# SHORT EXERCISE
Change "blurred leaf" to "out-of-focus leaf" in the entries that begin at the line containing "of the glowing" and continue through the line containing "(1218, 500)", and give back only those lines with nothing else altered.

Coordinate labeling data
*****

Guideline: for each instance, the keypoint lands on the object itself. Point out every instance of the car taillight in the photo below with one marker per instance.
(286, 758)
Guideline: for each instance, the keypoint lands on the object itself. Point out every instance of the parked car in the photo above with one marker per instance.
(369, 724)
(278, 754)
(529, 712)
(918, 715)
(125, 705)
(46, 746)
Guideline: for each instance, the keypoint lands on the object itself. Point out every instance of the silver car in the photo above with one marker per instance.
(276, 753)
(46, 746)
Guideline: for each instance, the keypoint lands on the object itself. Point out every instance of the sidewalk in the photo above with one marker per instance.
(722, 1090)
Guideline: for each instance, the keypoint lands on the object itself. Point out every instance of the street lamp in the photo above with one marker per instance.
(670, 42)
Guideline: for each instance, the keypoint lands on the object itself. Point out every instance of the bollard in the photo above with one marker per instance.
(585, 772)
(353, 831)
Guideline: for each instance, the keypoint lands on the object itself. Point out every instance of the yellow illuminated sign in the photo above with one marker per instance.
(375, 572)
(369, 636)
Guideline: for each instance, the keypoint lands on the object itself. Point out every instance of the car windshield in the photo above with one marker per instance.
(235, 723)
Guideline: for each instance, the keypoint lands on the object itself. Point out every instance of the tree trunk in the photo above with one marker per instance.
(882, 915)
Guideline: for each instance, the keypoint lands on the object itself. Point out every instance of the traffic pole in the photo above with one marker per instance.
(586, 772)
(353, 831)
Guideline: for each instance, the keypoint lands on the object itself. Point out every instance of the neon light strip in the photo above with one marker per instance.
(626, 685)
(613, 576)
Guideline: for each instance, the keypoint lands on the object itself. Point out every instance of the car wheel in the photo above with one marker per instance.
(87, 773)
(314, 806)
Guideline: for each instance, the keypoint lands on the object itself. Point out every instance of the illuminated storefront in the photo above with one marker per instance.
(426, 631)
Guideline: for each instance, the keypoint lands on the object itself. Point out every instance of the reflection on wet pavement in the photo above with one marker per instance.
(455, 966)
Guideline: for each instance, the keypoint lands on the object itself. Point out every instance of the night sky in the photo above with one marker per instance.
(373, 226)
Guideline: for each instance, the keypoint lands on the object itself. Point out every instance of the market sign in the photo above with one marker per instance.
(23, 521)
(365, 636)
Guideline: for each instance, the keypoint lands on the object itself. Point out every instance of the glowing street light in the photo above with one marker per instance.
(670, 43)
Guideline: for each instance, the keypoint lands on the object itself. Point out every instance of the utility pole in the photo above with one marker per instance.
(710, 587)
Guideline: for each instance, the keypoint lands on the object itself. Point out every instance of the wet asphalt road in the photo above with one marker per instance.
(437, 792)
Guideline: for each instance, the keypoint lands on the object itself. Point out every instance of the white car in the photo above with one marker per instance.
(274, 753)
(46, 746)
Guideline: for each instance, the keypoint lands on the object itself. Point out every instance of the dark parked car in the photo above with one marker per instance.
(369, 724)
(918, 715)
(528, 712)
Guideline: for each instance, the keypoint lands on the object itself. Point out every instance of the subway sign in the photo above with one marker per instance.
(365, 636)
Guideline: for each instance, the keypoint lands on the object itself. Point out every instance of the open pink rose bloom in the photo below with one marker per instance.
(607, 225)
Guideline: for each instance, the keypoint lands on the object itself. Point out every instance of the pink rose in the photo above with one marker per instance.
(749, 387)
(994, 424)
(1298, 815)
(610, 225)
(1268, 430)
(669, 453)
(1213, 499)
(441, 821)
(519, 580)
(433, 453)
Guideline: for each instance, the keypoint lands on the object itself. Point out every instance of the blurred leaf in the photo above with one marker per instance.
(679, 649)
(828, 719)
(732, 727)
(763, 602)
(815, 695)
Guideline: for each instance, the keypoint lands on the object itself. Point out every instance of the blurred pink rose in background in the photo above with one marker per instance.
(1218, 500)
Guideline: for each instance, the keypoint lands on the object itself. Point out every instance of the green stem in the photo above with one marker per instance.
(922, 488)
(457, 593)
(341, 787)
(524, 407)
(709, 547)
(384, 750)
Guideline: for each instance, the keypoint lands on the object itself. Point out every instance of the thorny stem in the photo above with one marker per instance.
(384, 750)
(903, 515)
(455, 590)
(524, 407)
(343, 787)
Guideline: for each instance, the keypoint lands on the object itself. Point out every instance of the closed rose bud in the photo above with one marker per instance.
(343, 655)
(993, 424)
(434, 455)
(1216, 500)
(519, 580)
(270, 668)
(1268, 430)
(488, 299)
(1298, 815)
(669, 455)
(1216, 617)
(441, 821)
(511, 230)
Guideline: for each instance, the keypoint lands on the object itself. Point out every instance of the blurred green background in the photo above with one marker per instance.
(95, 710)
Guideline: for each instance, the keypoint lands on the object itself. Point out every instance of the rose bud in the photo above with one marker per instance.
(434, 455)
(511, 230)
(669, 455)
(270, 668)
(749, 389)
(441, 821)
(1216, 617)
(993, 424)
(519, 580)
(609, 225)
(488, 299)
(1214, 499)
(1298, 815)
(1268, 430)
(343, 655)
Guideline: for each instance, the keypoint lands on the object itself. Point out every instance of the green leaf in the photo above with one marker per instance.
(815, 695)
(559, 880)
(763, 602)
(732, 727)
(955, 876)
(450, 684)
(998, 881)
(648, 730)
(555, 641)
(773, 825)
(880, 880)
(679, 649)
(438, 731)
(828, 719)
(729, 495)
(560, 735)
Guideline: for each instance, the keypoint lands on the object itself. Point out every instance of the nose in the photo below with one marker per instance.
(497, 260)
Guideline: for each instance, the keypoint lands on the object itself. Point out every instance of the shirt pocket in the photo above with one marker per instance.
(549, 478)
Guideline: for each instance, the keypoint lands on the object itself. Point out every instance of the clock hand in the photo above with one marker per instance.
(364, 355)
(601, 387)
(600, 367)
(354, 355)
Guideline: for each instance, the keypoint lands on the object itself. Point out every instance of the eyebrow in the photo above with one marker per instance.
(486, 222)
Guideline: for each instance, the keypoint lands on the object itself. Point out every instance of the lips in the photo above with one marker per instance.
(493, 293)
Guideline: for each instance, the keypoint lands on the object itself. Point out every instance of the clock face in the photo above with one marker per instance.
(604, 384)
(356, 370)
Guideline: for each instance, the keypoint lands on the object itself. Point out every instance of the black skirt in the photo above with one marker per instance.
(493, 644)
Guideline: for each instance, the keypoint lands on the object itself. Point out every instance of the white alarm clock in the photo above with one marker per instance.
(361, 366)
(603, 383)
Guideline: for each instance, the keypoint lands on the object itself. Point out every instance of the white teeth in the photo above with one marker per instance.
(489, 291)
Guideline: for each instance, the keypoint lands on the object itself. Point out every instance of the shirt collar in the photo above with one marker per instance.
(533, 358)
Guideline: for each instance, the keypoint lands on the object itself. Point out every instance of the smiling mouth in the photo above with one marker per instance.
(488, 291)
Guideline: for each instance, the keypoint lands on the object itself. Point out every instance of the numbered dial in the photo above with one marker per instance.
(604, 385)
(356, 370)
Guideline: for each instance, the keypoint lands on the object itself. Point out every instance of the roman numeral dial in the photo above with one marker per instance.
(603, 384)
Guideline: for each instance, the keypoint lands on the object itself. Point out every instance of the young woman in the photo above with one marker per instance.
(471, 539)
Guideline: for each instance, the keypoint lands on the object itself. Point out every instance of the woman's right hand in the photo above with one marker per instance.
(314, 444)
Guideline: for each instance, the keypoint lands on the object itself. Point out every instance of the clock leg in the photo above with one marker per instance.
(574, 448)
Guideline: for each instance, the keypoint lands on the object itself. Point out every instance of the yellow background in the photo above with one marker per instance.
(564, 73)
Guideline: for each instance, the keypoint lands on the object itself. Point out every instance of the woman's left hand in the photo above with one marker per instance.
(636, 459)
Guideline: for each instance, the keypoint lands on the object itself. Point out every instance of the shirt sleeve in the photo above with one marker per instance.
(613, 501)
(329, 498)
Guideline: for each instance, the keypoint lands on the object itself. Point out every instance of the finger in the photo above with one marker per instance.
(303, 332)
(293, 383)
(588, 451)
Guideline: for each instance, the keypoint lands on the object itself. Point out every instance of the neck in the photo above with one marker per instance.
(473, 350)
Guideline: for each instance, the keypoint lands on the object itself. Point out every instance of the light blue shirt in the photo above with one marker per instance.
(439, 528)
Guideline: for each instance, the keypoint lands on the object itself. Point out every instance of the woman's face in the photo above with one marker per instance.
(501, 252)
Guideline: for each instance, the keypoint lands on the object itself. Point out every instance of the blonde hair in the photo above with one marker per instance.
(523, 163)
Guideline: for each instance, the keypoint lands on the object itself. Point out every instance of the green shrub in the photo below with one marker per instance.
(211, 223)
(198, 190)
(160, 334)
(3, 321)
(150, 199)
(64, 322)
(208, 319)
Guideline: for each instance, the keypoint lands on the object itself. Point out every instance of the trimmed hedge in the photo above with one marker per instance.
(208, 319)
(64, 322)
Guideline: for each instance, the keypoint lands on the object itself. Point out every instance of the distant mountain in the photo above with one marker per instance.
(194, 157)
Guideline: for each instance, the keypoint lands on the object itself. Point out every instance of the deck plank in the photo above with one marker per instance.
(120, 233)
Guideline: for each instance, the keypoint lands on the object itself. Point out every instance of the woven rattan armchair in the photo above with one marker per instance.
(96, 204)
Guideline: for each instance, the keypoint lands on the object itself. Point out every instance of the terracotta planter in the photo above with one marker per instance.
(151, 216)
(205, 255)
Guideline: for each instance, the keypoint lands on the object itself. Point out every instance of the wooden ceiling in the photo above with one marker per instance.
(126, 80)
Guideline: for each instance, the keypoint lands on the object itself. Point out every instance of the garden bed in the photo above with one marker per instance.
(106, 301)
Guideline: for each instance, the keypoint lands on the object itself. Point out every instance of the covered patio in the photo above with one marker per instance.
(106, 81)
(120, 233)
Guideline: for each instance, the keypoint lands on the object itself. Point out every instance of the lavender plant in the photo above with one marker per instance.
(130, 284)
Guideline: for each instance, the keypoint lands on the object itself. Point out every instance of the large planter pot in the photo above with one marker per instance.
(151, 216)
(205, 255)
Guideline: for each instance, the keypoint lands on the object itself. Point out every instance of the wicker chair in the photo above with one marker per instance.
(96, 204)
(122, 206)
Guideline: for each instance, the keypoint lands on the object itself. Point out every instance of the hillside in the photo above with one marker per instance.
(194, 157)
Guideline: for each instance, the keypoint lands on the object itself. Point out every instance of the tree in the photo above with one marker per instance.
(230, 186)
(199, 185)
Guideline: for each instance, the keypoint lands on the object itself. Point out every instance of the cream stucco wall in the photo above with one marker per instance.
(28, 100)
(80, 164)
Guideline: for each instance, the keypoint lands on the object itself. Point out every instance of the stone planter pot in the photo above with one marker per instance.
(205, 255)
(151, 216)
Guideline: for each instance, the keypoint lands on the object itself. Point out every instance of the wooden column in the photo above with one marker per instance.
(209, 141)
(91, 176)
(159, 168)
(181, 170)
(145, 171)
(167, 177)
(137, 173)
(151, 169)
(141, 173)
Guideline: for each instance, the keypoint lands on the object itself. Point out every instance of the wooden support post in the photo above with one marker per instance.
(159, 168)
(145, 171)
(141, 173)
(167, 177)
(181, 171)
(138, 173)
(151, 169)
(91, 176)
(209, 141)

*****

# EXERCISE SOLUTION
Guideline: for each instance, the keypoint lands on the object itself. Point out every instance of the glowing street light in the photo above with one marker per instance.
(670, 43)
Guideline: for each instance, the keypoint lands on the object itself. Point out every instance of the utility pole in the photo above with one marker per instance.
(710, 587)
Guideline: for each instance, the keypoint lands on the object itself. Point out every instance of the wet asphalt road in the photo above with one marker per instance.
(437, 792)
Guideline: for each instance, the keypoint lands on the object itself. Point out every instance of the white car in the photo above with one marker per instance.
(274, 753)
(46, 746)
Guideline: for each instance, the keypoint lands on the object itself. Point out every instance of the dark parked car in the photo above with one marker per instance.
(369, 724)
(918, 715)
(528, 712)
Guideline: for each instance, the keypoint lands on the object itself. Point out every instance of the subway sign in the photo above with one marker per instance.
(365, 636)
Guideline: for each instance, the keypoint lands on the object itself. Point out every instance of the open pink rose bloom in the photo below with one marker per instance.
(607, 225)
Guideline: for each instance, the keypoint lands on the object itself. Point out every instance of the pink rose in the photo above with one marker per instance.
(749, 387)
(994, 424)
(1298, 815)
(610, 225)
(1268, 430)
(669, 453)
(1213, 499)
(441, 821)
(519, 580)
(433, 453)
Guideline: for each instance, the keypoint lands on the object itself. Point out every instance of the out-of-focus leaf in the photo above with one marker per instance.
(679, 649)
(828, 719)
(732, 727)
(763, 602)
(815, 695)
Guideline: for each instance, the keypoint lands on the object itself. Point out every instance of the blurred pink rose in background in the photo above with one marker per instance.
(1218, 500)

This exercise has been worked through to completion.